(Extracted data entries)
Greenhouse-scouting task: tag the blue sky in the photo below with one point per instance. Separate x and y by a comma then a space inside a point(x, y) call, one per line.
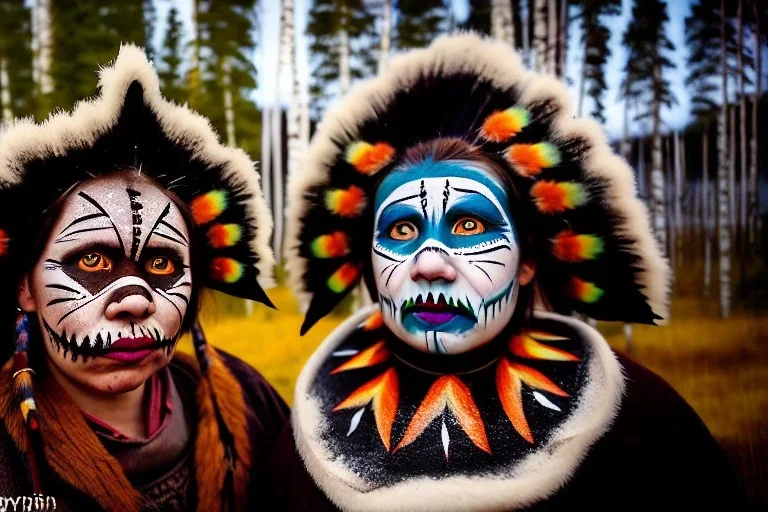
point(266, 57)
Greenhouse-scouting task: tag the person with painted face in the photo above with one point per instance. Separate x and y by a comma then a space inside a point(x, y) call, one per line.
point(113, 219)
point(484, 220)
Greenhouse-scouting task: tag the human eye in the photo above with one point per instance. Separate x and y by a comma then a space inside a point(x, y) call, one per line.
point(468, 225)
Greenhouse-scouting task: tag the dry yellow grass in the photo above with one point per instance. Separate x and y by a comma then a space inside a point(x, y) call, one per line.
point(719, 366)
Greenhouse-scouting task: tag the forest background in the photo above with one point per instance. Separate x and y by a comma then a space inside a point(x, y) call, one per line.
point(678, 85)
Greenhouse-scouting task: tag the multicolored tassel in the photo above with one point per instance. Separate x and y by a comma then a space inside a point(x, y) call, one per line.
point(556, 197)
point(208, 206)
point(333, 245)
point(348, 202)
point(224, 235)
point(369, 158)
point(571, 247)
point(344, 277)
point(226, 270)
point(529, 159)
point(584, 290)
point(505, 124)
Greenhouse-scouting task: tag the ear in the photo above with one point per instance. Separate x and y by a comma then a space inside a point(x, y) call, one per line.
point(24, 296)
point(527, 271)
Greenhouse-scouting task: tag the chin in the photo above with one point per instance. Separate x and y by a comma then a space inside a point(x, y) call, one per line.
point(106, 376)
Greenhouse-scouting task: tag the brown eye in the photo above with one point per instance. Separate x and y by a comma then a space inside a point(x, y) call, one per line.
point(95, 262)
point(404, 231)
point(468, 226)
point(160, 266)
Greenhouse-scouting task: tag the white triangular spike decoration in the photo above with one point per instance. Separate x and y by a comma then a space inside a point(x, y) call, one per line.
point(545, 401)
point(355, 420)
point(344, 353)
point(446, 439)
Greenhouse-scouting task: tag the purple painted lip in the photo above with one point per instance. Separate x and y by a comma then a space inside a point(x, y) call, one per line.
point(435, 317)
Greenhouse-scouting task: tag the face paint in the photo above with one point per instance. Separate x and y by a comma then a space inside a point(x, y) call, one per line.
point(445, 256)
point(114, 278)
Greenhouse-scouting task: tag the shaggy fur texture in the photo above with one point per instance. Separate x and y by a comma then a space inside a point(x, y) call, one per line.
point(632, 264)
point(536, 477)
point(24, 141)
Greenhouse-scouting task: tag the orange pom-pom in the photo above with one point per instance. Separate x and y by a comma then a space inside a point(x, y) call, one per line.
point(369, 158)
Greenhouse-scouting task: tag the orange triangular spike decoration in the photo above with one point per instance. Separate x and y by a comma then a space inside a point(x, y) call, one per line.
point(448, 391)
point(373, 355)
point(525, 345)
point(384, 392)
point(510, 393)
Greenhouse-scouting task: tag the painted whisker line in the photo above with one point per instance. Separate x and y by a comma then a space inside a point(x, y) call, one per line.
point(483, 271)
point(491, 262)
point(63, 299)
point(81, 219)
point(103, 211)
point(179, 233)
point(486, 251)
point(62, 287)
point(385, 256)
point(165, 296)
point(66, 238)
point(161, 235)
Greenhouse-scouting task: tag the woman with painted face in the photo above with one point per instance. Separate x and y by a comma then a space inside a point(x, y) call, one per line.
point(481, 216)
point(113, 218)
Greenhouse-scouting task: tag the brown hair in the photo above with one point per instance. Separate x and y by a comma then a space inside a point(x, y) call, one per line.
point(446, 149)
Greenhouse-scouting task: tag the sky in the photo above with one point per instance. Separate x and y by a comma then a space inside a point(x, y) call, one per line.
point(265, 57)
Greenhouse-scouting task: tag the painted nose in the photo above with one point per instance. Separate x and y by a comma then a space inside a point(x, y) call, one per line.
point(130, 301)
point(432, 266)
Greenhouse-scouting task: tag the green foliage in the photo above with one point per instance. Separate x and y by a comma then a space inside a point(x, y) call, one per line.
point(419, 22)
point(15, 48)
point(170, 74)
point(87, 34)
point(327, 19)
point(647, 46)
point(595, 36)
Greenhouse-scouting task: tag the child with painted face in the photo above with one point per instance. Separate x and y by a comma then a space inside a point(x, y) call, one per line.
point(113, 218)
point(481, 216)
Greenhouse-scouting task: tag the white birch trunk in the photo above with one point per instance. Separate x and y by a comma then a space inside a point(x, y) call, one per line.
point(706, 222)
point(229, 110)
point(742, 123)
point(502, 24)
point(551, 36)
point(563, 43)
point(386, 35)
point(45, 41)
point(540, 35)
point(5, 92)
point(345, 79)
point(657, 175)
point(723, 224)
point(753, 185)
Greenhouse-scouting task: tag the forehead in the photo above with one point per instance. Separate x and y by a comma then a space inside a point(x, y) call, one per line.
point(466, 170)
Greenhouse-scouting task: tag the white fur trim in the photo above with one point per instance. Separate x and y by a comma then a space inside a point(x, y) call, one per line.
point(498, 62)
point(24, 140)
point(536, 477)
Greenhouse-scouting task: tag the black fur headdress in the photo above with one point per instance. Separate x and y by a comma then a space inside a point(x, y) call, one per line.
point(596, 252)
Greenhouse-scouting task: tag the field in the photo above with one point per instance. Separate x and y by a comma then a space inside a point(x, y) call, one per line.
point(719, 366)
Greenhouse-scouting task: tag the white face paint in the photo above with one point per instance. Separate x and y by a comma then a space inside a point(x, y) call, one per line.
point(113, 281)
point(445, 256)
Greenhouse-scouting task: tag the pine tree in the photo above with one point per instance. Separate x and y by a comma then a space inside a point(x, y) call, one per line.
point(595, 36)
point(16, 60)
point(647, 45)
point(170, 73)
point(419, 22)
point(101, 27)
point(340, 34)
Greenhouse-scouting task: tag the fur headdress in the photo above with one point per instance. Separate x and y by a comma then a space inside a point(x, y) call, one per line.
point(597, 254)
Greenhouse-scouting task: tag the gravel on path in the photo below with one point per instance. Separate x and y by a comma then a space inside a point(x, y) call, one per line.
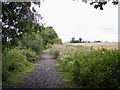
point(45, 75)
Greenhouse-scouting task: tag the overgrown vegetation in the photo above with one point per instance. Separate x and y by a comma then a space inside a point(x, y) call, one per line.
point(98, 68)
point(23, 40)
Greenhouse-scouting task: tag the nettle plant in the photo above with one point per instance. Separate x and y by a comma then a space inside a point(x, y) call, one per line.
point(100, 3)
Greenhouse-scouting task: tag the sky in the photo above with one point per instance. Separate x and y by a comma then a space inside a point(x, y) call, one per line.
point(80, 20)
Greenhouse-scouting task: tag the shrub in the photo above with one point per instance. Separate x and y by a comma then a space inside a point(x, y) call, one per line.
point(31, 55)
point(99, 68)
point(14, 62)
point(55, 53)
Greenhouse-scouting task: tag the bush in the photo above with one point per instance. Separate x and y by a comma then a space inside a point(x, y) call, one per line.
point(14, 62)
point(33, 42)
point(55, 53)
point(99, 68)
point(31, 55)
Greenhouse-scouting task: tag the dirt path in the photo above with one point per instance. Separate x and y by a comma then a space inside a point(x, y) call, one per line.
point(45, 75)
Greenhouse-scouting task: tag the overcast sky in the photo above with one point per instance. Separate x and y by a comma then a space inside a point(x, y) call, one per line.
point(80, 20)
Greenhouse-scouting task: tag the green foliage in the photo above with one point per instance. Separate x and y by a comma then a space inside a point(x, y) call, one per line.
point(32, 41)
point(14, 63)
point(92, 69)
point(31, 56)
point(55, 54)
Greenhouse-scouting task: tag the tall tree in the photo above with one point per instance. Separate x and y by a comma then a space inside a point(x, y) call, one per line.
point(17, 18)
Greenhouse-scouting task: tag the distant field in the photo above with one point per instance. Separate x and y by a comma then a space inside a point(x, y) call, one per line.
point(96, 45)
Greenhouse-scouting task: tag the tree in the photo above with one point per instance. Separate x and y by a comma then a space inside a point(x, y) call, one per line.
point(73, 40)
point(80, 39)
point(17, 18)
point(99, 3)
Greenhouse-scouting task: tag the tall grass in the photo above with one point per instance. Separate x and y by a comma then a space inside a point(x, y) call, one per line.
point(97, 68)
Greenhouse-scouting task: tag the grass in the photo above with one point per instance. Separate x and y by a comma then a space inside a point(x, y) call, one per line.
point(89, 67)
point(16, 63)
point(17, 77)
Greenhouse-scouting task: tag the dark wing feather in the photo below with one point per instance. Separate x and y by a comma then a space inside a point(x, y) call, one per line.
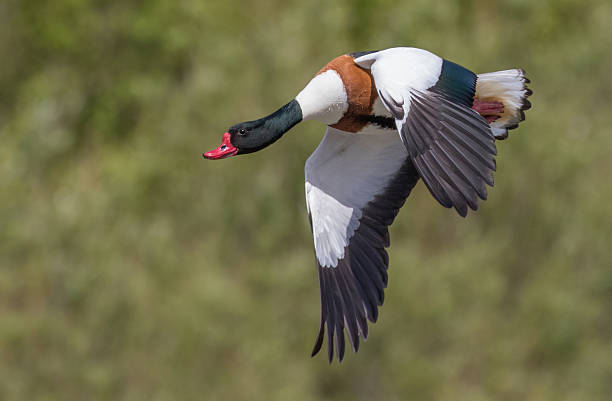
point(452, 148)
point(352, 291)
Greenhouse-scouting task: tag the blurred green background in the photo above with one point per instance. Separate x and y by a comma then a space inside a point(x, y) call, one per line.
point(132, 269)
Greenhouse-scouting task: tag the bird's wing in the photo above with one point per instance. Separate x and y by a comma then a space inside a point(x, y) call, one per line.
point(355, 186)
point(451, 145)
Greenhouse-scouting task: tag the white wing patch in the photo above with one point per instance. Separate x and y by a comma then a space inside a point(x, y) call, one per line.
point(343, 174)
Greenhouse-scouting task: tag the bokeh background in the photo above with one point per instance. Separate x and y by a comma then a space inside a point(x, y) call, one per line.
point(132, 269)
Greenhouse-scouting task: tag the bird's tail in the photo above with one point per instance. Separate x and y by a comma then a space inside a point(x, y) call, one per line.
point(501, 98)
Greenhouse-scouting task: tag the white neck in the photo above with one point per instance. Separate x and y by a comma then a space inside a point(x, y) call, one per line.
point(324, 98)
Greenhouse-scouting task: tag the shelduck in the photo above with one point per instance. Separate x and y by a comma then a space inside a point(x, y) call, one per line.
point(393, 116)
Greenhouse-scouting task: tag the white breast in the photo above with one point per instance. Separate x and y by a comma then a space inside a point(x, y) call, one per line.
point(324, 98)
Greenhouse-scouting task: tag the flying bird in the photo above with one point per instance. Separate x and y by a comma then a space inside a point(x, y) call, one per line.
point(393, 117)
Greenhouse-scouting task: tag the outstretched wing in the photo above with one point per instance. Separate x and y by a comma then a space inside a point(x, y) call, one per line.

» **Written problem**: Copy the rows above verbatim, starting at the line that contains "Greenhouse-scouting task: tag the white neck" and continuing through the last row.

» **The reply**:
Greenhouse-scouting task: tag the white neck in the photo above with one point per instance. Separate x and y by a comma then a space inside a point(x, y) call, one per line.
point(324, 98)
Greenhouse-scouting task: tag the shelduck in the photo above with one point per instance. Separate x and y by a comma then a space inside a point(x, y) call, one per line.
point(393, 116)
Greenhouse-scouting task: tag the white breast in the photo above with one point per instance. Separate x and y by a comma then a space inside a point(x, y) call, one per line.
point(324, 98)
Greenhouse-scouting task: tag the flying bird in the photo above with one point per instance. Separate x and y by a comma then a space inside a point(x, y) call, one per line.
point(393, 117)
Greenhouse-scouting task: tag the outstretched wing in the photo above with one point per instance. Separate x and y by a comma then a space inside a point(x, y) call, one per line.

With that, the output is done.